● Given request
Render each line of the data below as one string in a single JSON list, omitting any blank lines.

· · · · ·

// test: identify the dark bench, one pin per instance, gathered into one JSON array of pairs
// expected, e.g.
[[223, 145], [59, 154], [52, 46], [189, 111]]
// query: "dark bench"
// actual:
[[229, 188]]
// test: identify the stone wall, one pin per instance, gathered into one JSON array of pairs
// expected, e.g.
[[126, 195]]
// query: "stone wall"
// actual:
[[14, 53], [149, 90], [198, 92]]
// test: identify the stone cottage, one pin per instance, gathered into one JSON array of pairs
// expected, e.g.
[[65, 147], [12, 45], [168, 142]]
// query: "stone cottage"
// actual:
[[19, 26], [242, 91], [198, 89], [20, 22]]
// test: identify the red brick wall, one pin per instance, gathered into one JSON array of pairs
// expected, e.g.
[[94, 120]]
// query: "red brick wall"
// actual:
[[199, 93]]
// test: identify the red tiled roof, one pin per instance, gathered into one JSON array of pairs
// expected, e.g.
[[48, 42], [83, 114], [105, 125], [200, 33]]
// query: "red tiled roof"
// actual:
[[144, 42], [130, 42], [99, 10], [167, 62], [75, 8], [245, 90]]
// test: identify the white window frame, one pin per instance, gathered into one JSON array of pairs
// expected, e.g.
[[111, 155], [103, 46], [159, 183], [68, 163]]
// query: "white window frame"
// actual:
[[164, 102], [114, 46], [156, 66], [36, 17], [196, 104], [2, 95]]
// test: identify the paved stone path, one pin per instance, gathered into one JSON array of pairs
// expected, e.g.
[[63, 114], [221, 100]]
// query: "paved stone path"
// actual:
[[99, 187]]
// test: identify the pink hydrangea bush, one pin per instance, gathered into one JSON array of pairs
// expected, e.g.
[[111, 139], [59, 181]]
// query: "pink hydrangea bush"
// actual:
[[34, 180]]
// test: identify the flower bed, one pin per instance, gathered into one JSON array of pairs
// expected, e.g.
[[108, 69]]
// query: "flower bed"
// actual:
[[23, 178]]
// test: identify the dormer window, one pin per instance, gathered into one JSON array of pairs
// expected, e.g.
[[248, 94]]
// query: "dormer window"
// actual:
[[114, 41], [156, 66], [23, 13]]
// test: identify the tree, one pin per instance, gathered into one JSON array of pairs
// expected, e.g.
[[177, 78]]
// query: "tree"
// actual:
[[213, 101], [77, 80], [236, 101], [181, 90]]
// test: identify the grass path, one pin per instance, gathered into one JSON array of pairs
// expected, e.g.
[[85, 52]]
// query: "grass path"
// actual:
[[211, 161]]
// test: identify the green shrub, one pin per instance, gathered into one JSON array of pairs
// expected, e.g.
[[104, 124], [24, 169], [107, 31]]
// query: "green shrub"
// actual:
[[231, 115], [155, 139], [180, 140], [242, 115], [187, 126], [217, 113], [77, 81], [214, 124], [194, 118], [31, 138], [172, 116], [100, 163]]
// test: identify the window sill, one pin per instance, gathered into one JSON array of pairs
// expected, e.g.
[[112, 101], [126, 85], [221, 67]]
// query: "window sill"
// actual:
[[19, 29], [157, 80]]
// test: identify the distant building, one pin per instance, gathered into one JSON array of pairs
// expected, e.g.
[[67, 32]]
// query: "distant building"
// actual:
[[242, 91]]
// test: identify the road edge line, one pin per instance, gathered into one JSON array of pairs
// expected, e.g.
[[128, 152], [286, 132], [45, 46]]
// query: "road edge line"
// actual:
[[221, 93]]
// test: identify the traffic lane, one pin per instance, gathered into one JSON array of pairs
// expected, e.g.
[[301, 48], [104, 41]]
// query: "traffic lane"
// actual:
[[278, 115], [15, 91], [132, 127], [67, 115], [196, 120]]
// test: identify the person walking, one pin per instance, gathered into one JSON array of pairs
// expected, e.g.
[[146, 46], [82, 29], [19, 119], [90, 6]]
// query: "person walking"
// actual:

· · · · ·

● Complete answer
[
  "// test: identify the dark bench, one pin per instance, gathered into one JSON array of pairs",
  "// expected, e.g.",
  "[[223, 145], [59, 154], [52, 46], [189, 111]]",
  "// query: \"dark bench\"",
  "// actual:",
  "[[229, 188]]",
  "// test: identify the stone wall, one pin per instance, gathered into one JSON array of pairs",
  "// expected, e.g.",
  "[[126, 195]]",
  "// query: \"stone wall\"",
  "// actual:",
  "[[14, 53], [149, 90], [198, 92]]",
  "// test: identify the stone cottage, one pin per instance, gathered into one JSON array of pairs",
  "// expected, e.g.",
  "[[65, 147], [12, 45], [168, 142]]",
  "// query: \"stone cottage\"",
  "// actual:",
  "[[19, 26], [242, 91], [198, 89], [20, 22]]",
  "// test: identify the red brick wall, one pin per instance, gathered into one JSON array of pairs",
  "// expected, e.g.",
  "[[94, 120]]",
  "// query: \"red brick wall\"",
  "// actual:",
  "[[199, 93]]",
  "// test: identify the red tiled roof, one pin per instance, gathered into one JSON array of pairs",
  "// expected, e.g.",
  "[[48, 42], [83, 114], [105, 125], [200, 33]]",
  "// query: \"red tiled roof\"",
  "// actual:",
  "[[144, 42], [130, 42], [99, 10], [167, 62], [75, 8], [245, 90]]",
  "// test: identify the white window frame, one pin per instance, gathered into one JSON array of pairs",
  "// expected, e.g.",
  "[[111, 155], [103, 46], [159, 183], [68, 163]]",
  "// query: \"white window frame\"",
  "// actual:",
  "[[164, 102], [114, 46], [156, 66], [36, 17], [196, 104], [2, 95]]",
  "// test: identify the paved stone path, one pin per instance, gathered into one JSON array of pairs",
  "// expected, e.g.",
  "[[63, 114], [221, 100]]",
  "// query: \"paved stone path\"",
  "// actual:",
  "[[99, 187]]",
  "// test: identify the pink hydrangea bush, one pin per instance, gathered into one JSON array of pairs",
  "// expected, e.g.",
  "[[111, 139], [59, 181]]",
  "// query: \"pink hydrangea bush\"",
  "// actual:",
  "[[34, 180]]",
  "// test: identify the flower bed, one pin per instance, gathered into one JSON array of pairs",
  "// expected, e.g.",
  "[[108, 69]]",
  "// query: \"flower bed\"",
  "// actual:",
  "[[23, 178]]",
  "// test: identify the dormer window, one pin per instance, gathered into one JSON array of pairs",
  "// expected, e.g.",
  "[[248, 94]]",
  "// query: \"dormer window\"",
  "// actual:",
  "[[114, 41], [156, 66], [23, 13]]",
  "// test: identify the tree, one pin per instance, gathered into one JSON array of pairs",
  "// expected, e.g.",
  "[[177, 78]]",
  "// query: \"tree\"",
  "// actual:",
  "[[213, 101], [77, 80], [236, 101], [181, 90]]",
  "// test: identify the grass path, one pin per instance, gathered into one JSON array of pairs",
  "// expected, e.g.",
  "[[85, 52]]",
  "// query: \"grass path\"",
  "// actual:",
  "[[211, 161]]",
  "// test: identify the green shrub, one pin per instance, gathered into one JSON array of pairs",
  "// expected, e.g.",
  "[[104, 124], [24, 169], [107, 31]]",
  "// query: \"green shrub\"",
  "// actual:",
  "[[231, 115], [155, 139], [180, 140], [242, 115], [187, 126], [217, 113], [77, 81], [214, 124], [194, 118], [31, 138], [172, 116], [100, 163]]",
  "// test: identify the window sill, one pin per instance, gathered into one JSON array of pairs",
  "// expected, e.g.",
  "[[112, 101], [126, 85], [221, 67]]",
  "// query: \"window sill\"",
  "// actual:",
  "[[19, 29], [157, 80]]",
  "// test: identify the distant building, one pin per instance, gathered into one JSON array of pairs",
  "// expected, e.g.",
  "[[67, 32]]",
  "// query: \"distant building\"",
  "// actual:",
  "[[242, 91]]",
  "// test: identify the road edge line, one pin per instance, gathered into one JSON array of pairs",
  "// expected, e.g.",
  "[[128, 152], [286, 132], [45, 46]]",
  "// query: \"road edge line\"",
  "// actual:",
  "[[221, 93]]",
  "// test: identify the traffic lane, one pin per instance, gathered into one JSON array of pairs",
  "// expected, e.g.",
  "[[301, 48], [104, 41]]",
  "// query: \"traffic lane\"",
  "// actual:",
  "[[278, 115], [15, 91], [132, 127], [67, 115], [196, 120]]",
  "// test: identify the person walking, one pin per instance, gathered into one JSON array of pairs",
  "// expected, e.g.",
  "[[146, 46], [82, 29], [19, 119], [90, 6]]",
  "// query: \"person walking\"",
  "// actual:"
]